— Task statement —
An exact copy of every entry below is needed.

------ Provided records

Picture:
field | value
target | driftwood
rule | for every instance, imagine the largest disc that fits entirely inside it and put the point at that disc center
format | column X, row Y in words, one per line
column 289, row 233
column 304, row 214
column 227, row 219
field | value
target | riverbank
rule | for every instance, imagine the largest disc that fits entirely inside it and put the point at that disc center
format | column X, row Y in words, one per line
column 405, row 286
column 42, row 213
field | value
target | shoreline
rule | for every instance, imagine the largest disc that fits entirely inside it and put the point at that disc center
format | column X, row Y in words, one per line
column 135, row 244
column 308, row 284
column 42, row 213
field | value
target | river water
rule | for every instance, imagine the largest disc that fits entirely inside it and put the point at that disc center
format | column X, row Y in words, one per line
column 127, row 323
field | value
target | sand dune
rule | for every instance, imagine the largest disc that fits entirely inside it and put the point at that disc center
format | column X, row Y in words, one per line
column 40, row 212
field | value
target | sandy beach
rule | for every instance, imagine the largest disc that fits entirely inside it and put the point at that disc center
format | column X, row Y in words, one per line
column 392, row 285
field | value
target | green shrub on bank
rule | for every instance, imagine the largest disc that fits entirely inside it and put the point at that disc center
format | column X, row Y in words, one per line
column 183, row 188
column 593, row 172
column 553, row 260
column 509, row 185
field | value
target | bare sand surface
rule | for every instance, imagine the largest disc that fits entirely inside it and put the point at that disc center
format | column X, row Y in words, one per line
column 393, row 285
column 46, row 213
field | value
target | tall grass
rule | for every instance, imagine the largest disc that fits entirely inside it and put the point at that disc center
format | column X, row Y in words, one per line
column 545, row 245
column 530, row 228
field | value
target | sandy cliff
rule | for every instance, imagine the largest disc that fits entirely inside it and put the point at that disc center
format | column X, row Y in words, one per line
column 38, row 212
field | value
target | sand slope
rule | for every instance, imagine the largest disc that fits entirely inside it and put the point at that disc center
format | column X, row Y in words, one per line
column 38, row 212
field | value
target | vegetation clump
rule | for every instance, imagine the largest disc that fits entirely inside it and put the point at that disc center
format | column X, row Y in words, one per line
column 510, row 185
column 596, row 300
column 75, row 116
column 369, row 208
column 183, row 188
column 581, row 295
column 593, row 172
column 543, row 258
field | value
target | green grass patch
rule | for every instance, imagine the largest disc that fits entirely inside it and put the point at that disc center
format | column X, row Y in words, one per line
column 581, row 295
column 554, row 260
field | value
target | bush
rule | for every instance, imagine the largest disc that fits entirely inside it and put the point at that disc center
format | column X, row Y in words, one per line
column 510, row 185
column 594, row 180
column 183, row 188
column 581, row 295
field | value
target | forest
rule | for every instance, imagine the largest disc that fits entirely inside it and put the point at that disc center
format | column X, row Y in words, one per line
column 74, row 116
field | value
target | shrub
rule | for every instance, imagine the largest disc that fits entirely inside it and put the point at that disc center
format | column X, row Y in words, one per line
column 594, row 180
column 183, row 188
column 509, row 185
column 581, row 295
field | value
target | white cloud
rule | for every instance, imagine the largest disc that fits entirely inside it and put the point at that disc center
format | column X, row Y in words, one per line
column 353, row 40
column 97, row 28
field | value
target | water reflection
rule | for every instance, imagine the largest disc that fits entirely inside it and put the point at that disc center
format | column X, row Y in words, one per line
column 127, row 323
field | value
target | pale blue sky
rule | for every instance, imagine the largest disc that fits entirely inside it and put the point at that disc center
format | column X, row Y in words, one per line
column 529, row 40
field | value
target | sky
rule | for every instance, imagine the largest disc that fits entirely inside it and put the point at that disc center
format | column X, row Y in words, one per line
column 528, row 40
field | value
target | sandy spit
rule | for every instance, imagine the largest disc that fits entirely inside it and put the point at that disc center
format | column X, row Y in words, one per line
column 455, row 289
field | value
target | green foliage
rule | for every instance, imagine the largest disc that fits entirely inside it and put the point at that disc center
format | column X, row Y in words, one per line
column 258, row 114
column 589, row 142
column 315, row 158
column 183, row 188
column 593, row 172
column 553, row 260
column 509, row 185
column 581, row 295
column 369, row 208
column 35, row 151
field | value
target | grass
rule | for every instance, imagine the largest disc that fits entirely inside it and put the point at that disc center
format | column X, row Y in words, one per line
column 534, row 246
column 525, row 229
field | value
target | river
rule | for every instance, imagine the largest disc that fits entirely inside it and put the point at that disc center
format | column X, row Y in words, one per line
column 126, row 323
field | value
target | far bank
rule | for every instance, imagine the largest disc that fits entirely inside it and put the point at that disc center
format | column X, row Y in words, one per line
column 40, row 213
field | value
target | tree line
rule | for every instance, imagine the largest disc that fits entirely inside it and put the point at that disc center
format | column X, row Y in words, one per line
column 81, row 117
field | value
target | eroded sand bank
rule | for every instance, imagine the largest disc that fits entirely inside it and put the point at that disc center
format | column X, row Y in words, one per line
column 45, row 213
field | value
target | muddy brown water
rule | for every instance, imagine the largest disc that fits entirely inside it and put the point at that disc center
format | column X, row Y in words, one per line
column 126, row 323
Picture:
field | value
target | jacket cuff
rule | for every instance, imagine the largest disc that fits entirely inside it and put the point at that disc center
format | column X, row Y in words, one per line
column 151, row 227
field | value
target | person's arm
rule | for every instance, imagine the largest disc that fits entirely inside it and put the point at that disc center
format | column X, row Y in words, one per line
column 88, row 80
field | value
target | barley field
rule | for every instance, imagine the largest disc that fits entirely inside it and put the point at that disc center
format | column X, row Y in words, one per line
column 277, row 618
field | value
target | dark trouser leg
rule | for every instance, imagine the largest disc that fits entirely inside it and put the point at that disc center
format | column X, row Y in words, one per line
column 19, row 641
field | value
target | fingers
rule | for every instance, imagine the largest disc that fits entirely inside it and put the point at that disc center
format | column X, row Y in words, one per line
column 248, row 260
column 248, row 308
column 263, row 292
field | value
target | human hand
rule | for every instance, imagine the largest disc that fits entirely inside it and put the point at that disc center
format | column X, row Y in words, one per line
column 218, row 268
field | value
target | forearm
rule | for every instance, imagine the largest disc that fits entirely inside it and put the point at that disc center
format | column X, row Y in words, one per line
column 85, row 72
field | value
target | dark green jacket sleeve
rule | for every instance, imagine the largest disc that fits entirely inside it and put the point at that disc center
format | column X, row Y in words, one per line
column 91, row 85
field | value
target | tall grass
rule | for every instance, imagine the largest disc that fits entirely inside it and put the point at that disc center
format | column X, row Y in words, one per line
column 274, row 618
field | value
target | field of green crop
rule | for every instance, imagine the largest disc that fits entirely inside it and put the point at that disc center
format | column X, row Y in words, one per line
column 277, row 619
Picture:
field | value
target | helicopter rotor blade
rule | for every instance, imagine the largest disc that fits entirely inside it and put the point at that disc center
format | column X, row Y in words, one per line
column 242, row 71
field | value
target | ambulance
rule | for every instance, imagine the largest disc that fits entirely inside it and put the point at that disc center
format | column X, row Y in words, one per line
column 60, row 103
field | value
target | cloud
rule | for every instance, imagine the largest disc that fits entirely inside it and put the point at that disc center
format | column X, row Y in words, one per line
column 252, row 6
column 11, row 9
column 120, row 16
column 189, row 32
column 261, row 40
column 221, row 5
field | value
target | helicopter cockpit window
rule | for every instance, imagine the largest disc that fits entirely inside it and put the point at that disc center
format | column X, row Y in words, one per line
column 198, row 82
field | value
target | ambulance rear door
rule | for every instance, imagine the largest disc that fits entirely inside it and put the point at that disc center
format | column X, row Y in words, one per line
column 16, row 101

------------

— Exercise answer —
Picture:
field | value
target | driftwood
rule | for every instance, imagine the largest disc that fits entirely inside it and put the point at that disc center
format | column X, row Y in words, one per line
column 289, row 233
column 304, row 214
column 227, row 219
field | value
target | riverbank
rule | for every instance, imagine the largest disc that fits entirely inside it and put the point at that disc center
format | column X, row Y in words, one per line
column 405, row 286
column 42, row 213
field | value
target | shoreline
rule | for every instance, imagine the largest disc that fits entirely inside it and put the point at that disc center
format | column X, row Y in words, one per line
column 135, row 244
column 308, row 284
column 42, row 213
field | value
target | river water
rule | for every instance, imagine the largest disc that fits entirely inside it and put the point at that disc center
format | column X, row Y in words, one per line
column 127, row 323
field | value
target | sand dune
rule | for every instance, imagine the largest disc that fits entirely inside it and put the point at that disc center
format | column X, row Y in words, one per line
column 40, row 212
field | value
target | sandy beach
rule | for every instance, imagine the largest disc that fits entirely inside it and put the point at that disc center
format | column X, row Y in words, one per line
column 392, row 285
field | value
target | green shrub on bank
rule | for every instance, imagine the largest disc that fits entirely inside it and put the point at that disc center
format | column X, row Y in words, one per line
column 183, row 188
column 593, row 172
column 553, row 260
column 509, row 185
field | value
target | bare sand surface
rule | for every instance, imagine the largest disc that fits entirely inside it and put the point at that disc center
format | column X, row Y in words, one per line
column 393, row 285
column 46, row 213
field | value
target | tall grass
rule | for every instance, imagine the largest disc that fits entirely inside it and put the point at that disc center
format | column X, row Y in words, one per line
column 545, row 245
column 530, row 228
field | value
target | sandy cliff
rule | for every instance, imagine the largest disc that fits entirely inside it and put the point at that disc center
format | column X, row Y in words, one per line
column 38, row 212
field | value
target | sand slope
rule | for every instance, imagine the largest disc that fits entirely inside it and put the point at that disc center
format | column X, row Y in words, one per line
column 38, row 212
field | value
target | vegetation clump
rule | for every instance, imagine the largest disc that fits entirely inside it and put the point at that disc center
format | column X, row Y in words, one per line
column 510, row 185
column 596, row 300
column 75, row 116
column 369, row 208
column 183, row 188
column 581, row 295
column 593, row 172
column 543, row 258
field | value
target | green grass patch
rule | for every instance, imagine the largest disc that fits entirely inside it and put the point at that disc center
format | column X, row Y in words, one per line
column 581, row 295
column 554, row 260
field | value
target | bush
rule | for every instance, imagine the largest disc that fits entirely inside it and put the point at that disc center
format | column X, row Y in words, one per line
column 510, row 185
column 594, row 180
column 183, row 188
column 581, row 295
field | value
target | forest
rule | for every instance, imagine the largest disc that fits entirely inside it and put the point at that disc center
format | column X, row Y in words, one per line
column 74, row 116
field | value
target | shrub
rule | for every instance, imagine the largest disc that fits entirely inside it and put the point at that disc center
format | column X, row Y in words, one per line
column 594, row 180
column 183, row 188
column 509, row 185
column 581, row 295
field | value
target | white cloud
rule | for every instance, imagine the largest disc that fits entirely inside it and put the point at that disc center
format | column X, row Y in words, one per line
column 353, row 40
column 97, row 28
field | value
target | water reflection
rule | for every instance, imagine the largest disc that fits entirely inside it and put the point at that disc center
format | column X, row Y in words, one per line
column 127, row 323
field | value
target | pale blue sky
rule | for every instance, imagine the largest disc that fits entirely inside it and put the point at that disc center
format | column X, row Y in words, one per line
column 529, row 40
field | value
target | sky
rule | for every instance, imagine the largest disc that fits entirely inside it and put the point at that disc center
format | column X, row Y in words, one per line
column 528, row 40
field | value
target | sandy spit
rule | for every instance, imagine the largest disc that fits entirely inside it and put the point at that disc center
format | column X, row Y in words, one per line
column 455, row 289
field | value
target | green foliage
rule | for every instance, imagine the largest disc that fits entirely inside it and put the point at that disc center
format | column X, row Y in words, one per line
column 258, row 114
column 589, row 142
column 315, row 158
column 183, row 188
column 593, row 172
column 553, row 260
column 509, row 185
column 581, row 295
column 369, row 208
column 35, row 151
field | value
target | grass
rule | for every instance, imagine the largest disc that fits entirely inside it and put the point at that disc center
format | column X, row Y in words, one per line
column 534, row 246
column 525, row 229
field | value
target | river
rule | for every instance, imagine the largest disc that fits entirely inside it and put the point at that disc center
format | column X, row Y in words, one per line
column 126, row 323
field | value
target | far bank
rule | for every instance, imagine the largest disc that fits entirely inside it and put the point at that disc center
format | column X, row Y in words, one per line
column 40, row 213
field | value
target | tree line
rule | for every instance, imagine the largest disc that fits entirely inside it and put the point at that disc center
format | column X, row Y in words, one per line
column 81, row 117
field | value
target | eroded sand bank
rule | for every instance, imagine the largest disc that fits entirely inside it and put the point at that disc center
format | column X, row Y in words, one per line
column 45, row 213
field | value
target | muddy brown water
rule | for every instance, imagine the largest disc that fits entirely inside it and put the point at that disc center
format | column X, row Y in words, one per line
column 126, row 323
Picture:
field | value
target | jacket cuff
rule | for every instance, imagine the largest disc that fits entirely inside it and put the point at that disc center
format | column X, row Y in words, one per line
column 151, row 227
field | value
target | person's arm
rule | for every instance, imagine the largest disc that fits entirely inside it and put the point at that disc center
format | column X, row Y in words, one per line
column 88, row 80
field | value
target | barley field
rule | for every instance, imagine the largest disc that fits entirely inside it and put the point at that disc center
format | column X, row Y in words, one per line
column 277, row 618
field | value
target | dark trouser leg
rule | for every instance, imagine the largest disc that fits entirely inside it and put the point at that disc center
format | column X, row Y in words, one per line
column 19, row 641
field | value
target | fingers
rule | for every instance, imagine the largest disc that fits entirely inside it and put the point at that disc center
format | column X, row Y in words, one per line
column 248, row 260
column 248, row 308
column 263, row 292
field | value
target | human hand
rule | for every instance, imagine the largest disc that fits entirely inside it and put the point at that disc center
format | column X, row Y in words, one per line
column 218, row 268
field | value
target | forearm
rule | for every instance, imagine the largest disc that fits entirely inside it and put the point at that disc center
format | column X, row Y in words, one per line
column 85, row 72
field | value
target | dark green jacket sleeve
rule | for every instance, imagine the largest disc that fits entirely inside it and put the point at that disc center
format | column X, row Y in words, one per line
column 91, row 85
field | value
target | tall grass
rule | for every instance, imagine the largest disc that fits entirely inside it and put the point at that disc center
format | column X, row Y in words, one per line
column 274, row 618
field | value
target | field of green crop
rule | for every instance, imagine the largest disc that fits entirely inside it and put the point at that disc center
format | column X, row Y in words, one per line
column 277, row 619
Picture:
field | value
target | helicopter rotor blade
rule | for every instance, imagine the largest disc that fits entirely inside it and put the point at that disc center
format | column X, row Y in words, one per line
column 242, row 71
field | value
target | ambulance
rule | for every instance, imagine the largest disc that fits entirely inside it and put the point at that disc center
format | column X, row Y in words, one per line
column 60, row 103
field | value
target | cloud
rule | for every instance, imagine the largest disc that fits entirely inside it and put the point at that disc center
format | column X, row Y in words, one per line
column 252, row 6
column 11, row 9
column 120, row 16
column 189, row 32
column 261, row 40
column 221, row 5
field | value
target | helicopter cockpit window
rule | for every instance, imagine the largest disc that fits entirely inside it and put the point at that disc center
format | column X, row Y in words, one per line
column 198, row 82
field | value
target | ambulance rear door
rule | for every instance, imagine the largest disc that fits entirely inside it and put the point at that disc center
format | column X, row Y in words, one per line
column 16, row 101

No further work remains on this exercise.